— BEGIN DOCUMENT —
I still have this reverence for HK restaurants and so Alvin bringing his cooking to London is definitely exciting news to me. The restaurant looks sleek but also seems casual, a small restaurant. For lunch, BO offers a £30 set, ALC dim sum as bar food and a £98 ten course taster which is the subject of this blog post.
Dead Garden: Green Onion, lime, avocado, enoki, morel
The meal began with an amuse of edible ‘soil’ that hid a bright green foam that was warm, wobbly and onion flavoured. Simple, delicious, balanced, analogous to Hedone’s umami flan. Punchy flavours, interesting presentation.
Bed and Breakfast: Smoked quail egg, crispy taro nest, oscietra caviar
There was a story behind the steel tree structure that held aloft a fried taro nest coddling a smoked quail egg topped with caviar, which I didn’t pay attention to, though I was totally enraptured when I dropped it in my mouth. The egg imploded and then a burst of smoked runny yolk followed, unleashing all kinds of delicious flavours. The briny caviar, the yolk, the smoked notes, richness with lightness, truly well balanced, East meeting West but fundamentally still very Chinese. Someone had gone out of their way to reinvent the humble taro croquette, with much success and with seeming simplicity. Wow (mouthful of a) dish. Now if he would only fill the rest of the steel branches with more of the same.
Cloud: Black sesame ponzu, mackerel, ginger, rose
So this came as a mist of rose scented dry ice – meant to evoke an English rose garden – which looked and smelled nice, I though the theatrics dried up too quickly. The grounded bittersweet black sesame coating for the cubed mackerel, unorthodox as it was, paired up real well. Due to the sesame, to me, this tasted like a dessert reworked as a fish starter.
Foie gras: Lettuce wrap, ”Abby’s” sauce
By this course, the mouthfuls eventually grew to half a handful. Crispy iceberg with a pretty sizeable knob of foie gras. The real winner however was that sauce. The recipe is credited to Alvin’s wife (for which I remain blissfully unaware of the exact details), was a little sweet, a little cheesy, like a Chinese version of béarnaise and it just went so well with the duck liver. Another ridiculously balanced dish but this one seemed so homely and nostalgic. I guess this was that cliche moment where food got so good that it unlocked lost childhood memories in me and made a grown man weep. I loved this, I really loved this. I just wished there was more of it.
— END DOCUMENT —
* _TASK REQUIREMENTS_
Pick up the restaurant review at its last sentence and continue writing it.
— BEGIN RECORDED INFORMATION —
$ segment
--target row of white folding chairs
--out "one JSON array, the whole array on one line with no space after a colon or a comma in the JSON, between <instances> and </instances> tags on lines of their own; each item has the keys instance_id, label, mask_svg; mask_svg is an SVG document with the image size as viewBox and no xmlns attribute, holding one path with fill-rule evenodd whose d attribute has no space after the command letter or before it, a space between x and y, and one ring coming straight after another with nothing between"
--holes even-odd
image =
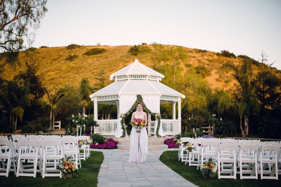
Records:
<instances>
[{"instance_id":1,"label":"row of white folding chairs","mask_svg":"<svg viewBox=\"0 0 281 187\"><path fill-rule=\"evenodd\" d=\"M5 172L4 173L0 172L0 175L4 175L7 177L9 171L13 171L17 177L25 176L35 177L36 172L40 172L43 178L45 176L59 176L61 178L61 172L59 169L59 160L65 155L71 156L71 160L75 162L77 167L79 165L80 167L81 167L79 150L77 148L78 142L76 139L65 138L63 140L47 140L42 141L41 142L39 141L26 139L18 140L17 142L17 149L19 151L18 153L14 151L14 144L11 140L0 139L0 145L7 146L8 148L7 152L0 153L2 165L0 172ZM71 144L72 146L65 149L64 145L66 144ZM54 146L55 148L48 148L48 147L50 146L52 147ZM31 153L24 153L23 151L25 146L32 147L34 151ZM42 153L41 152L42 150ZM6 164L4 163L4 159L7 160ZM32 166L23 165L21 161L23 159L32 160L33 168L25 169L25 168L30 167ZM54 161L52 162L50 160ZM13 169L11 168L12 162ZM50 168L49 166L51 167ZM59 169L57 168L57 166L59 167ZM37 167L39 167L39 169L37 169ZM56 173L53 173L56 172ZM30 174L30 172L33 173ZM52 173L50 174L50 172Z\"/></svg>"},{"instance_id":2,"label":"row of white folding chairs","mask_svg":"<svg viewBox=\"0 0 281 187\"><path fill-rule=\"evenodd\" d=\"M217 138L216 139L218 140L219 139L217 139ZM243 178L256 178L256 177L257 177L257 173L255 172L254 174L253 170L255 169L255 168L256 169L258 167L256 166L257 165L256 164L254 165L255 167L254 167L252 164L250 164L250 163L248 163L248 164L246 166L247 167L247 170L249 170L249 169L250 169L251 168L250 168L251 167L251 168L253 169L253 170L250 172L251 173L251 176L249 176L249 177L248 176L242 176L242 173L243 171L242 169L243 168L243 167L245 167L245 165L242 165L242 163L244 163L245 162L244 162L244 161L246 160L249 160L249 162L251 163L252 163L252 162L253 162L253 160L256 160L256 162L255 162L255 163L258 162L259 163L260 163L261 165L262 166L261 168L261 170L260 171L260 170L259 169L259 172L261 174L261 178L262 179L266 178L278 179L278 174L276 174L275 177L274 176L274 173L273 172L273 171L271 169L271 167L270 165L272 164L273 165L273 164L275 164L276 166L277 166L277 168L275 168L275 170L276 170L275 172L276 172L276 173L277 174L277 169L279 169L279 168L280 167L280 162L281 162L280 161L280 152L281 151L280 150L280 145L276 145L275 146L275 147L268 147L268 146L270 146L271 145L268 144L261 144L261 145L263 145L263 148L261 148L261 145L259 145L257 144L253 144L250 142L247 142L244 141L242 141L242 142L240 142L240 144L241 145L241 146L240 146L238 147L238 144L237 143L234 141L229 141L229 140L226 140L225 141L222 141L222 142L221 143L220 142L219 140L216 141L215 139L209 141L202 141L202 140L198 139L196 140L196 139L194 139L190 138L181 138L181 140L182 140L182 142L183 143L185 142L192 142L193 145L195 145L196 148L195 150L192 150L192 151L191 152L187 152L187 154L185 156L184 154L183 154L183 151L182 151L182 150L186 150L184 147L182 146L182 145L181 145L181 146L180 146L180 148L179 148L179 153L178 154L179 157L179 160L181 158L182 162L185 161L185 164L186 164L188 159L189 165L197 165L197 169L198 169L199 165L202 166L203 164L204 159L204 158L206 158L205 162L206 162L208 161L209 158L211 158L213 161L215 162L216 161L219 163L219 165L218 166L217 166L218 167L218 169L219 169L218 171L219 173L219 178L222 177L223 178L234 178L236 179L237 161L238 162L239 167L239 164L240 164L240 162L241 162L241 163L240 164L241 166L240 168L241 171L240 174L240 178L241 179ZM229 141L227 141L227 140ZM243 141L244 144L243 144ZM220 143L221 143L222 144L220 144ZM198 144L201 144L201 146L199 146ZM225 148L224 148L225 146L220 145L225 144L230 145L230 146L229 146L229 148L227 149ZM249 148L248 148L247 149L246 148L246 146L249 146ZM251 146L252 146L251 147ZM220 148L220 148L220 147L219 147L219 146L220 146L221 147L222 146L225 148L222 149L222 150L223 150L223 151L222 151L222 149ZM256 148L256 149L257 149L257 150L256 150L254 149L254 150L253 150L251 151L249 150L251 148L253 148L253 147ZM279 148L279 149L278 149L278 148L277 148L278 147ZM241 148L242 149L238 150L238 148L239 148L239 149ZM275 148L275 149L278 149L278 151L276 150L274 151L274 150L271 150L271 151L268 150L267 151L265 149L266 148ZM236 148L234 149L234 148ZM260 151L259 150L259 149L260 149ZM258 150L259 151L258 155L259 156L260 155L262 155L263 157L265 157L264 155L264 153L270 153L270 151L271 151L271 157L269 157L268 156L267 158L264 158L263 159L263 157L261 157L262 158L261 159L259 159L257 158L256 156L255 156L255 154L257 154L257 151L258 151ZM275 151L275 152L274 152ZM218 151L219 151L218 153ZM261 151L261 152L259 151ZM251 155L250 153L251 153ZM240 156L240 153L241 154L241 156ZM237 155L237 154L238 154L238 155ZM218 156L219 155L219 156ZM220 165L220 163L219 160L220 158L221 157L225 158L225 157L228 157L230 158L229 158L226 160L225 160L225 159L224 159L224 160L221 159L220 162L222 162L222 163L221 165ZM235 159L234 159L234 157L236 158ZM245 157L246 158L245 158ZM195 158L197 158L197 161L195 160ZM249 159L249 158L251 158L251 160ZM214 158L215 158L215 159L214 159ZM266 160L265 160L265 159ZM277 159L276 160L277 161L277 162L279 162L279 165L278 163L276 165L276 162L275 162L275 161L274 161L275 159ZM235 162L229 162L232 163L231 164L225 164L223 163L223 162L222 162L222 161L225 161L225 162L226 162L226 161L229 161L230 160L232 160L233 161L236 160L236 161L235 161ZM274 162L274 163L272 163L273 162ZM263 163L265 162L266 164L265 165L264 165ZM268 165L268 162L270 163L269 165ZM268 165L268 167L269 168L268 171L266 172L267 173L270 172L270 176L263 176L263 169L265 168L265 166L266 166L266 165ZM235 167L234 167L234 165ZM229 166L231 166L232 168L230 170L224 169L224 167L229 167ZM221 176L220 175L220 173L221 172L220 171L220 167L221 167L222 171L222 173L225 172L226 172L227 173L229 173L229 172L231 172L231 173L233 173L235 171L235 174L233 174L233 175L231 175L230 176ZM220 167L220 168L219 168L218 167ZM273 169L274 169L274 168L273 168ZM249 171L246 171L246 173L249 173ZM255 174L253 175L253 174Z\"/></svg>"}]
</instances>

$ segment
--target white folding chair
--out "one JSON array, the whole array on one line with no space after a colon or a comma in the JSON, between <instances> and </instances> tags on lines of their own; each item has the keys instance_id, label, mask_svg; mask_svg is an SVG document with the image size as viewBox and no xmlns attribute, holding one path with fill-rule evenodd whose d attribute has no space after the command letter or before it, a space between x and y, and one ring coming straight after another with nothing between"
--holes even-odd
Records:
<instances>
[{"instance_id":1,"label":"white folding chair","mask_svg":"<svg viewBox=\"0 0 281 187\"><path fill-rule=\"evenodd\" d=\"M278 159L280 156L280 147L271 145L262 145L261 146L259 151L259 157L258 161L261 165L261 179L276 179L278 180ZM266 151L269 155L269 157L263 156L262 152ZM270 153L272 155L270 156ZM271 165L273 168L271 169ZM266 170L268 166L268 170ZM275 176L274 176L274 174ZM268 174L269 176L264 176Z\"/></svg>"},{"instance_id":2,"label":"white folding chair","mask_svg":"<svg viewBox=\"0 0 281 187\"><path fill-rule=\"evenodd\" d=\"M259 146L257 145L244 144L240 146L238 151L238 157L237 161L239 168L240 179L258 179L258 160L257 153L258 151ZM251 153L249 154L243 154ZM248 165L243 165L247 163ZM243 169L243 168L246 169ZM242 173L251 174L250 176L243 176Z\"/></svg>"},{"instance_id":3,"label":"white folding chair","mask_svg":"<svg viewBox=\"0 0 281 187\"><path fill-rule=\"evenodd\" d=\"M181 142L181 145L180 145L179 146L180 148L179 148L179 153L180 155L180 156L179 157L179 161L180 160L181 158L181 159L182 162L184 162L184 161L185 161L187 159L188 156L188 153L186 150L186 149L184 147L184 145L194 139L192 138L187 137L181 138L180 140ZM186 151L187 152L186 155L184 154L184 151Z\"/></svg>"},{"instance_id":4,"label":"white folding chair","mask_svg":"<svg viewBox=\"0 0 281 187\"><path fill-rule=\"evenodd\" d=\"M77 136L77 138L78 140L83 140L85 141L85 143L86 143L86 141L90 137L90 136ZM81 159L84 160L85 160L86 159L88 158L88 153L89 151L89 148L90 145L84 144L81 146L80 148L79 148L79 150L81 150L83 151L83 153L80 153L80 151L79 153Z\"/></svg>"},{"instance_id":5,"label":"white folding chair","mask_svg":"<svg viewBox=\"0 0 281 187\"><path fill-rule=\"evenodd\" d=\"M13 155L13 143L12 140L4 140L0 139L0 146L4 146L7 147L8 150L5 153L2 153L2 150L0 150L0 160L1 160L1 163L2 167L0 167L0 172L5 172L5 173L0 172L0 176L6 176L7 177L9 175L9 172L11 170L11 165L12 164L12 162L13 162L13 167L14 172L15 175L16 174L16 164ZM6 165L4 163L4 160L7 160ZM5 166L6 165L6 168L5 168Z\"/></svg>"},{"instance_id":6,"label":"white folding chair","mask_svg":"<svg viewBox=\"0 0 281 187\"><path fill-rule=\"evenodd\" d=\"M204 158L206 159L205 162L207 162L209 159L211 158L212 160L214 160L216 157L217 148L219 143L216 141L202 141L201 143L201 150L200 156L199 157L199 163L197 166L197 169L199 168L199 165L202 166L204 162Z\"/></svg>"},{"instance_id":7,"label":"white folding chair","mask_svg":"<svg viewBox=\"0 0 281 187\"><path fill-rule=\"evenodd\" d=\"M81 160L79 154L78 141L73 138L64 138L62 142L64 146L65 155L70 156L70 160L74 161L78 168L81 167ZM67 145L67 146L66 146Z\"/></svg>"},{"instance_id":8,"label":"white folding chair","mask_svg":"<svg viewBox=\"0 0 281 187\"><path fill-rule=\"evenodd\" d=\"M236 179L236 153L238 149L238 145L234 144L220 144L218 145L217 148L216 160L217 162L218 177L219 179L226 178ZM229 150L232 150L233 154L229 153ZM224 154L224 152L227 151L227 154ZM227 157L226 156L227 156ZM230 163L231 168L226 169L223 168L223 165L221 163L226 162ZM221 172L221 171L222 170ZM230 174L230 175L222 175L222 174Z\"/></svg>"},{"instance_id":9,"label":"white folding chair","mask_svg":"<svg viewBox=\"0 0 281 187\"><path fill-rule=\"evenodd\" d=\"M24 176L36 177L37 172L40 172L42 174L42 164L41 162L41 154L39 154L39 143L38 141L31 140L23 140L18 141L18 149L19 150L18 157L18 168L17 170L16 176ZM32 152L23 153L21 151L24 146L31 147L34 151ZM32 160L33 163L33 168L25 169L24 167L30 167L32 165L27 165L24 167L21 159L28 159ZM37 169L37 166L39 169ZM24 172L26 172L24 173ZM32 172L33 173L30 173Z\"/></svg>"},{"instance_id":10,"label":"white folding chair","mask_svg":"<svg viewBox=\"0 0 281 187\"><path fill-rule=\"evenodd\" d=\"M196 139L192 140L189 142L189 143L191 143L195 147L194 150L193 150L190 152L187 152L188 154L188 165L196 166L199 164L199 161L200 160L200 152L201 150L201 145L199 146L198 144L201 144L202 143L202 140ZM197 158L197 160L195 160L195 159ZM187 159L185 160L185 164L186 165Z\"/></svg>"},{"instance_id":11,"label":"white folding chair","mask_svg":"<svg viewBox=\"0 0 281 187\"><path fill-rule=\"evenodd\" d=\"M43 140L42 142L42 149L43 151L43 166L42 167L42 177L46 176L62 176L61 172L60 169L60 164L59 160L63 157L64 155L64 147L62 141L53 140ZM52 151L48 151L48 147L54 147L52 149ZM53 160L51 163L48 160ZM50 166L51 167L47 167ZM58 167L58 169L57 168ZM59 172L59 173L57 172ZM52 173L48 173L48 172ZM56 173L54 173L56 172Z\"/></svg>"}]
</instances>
— END RECORDED INFORMATION —
* _RESULT_
Scallop: Crispy woba, jolo, sugar snap pea foam
No idea what woba and jolo are, but I can tell you the sauce was (also) immensely delicious. Sweet, sticky, regal like a Chinese XO oyster sauce superfused with abalone; it had this subtle numbing pepperiness to it. The scallop was a beautiful translucent hue inside, cooked to just under. Great. I wished there were three instead of one.
Steak and Kidney: Xiao long bao, avruga
An OMG moment. I’m no XLB otaku, but I thought this was absolute perfection. The dough seemed to have just the right elasticity & thickness, the soup inside while hot, did not sear my tongue, a rich meaty filling with just a hint of offal funk. I really don’t think I’ve ever eaten XLB quite like this. Amazing balance of flavour, just serious wow. As the saying goes: 入口即化 (that stuff melts when you put it in your mouth).
Wagyu Beef: black truffle, cheung fun
Yeah really nice oily, rich Oz wagyu (probably a sirloin) but for me, the real star were the cheung fun smothered in this seemingly grounded truffled laced thick soya reduction. Loads of generous rich umami flavour, but never over the top, and still recognisably Chinese. Just a pleasure.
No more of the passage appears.